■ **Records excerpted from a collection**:
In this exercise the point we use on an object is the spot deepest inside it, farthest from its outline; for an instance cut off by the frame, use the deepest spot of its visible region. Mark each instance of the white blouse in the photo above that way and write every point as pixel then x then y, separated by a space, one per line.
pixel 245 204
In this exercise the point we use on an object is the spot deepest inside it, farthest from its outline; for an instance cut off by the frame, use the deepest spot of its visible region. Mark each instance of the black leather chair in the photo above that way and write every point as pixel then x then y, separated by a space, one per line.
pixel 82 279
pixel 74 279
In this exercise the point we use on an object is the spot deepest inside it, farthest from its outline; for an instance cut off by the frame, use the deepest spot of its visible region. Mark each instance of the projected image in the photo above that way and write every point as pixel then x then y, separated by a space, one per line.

■ **Exercise goal**: Each record must be duplicated exactly, with none missing.

■ **Answer section**:
In this exercise the point we use on an object is the spot deepest inside it, farthest from its outline; for an instance cut off by the frame, use the deepest spot of its visible region. Mark each instance of the white blouse in the photo above that way and write every point as pixel then x then y, separated by a space, one per line.
pixel 245 204
In this exercise the point we use on an object is the spot deepest inside it, farthest from its outline; for an instance cut off by the frame, use the deepest spot of its visible region. Mark each instance of the black leather chair in the photo above that way and write every point as pixel then x then y, separated by a space, one per line.
pixel 82 279
pixel 74 279
In this exercise the point we use on an object is the spot deepest inside it, farthest from its outline; for an instance cut off by the frame, use the deepest spot of its visible region. Mark each instance of the projected image in the photo above that way and write every point as pixel then x then y, separated by a space, one per line.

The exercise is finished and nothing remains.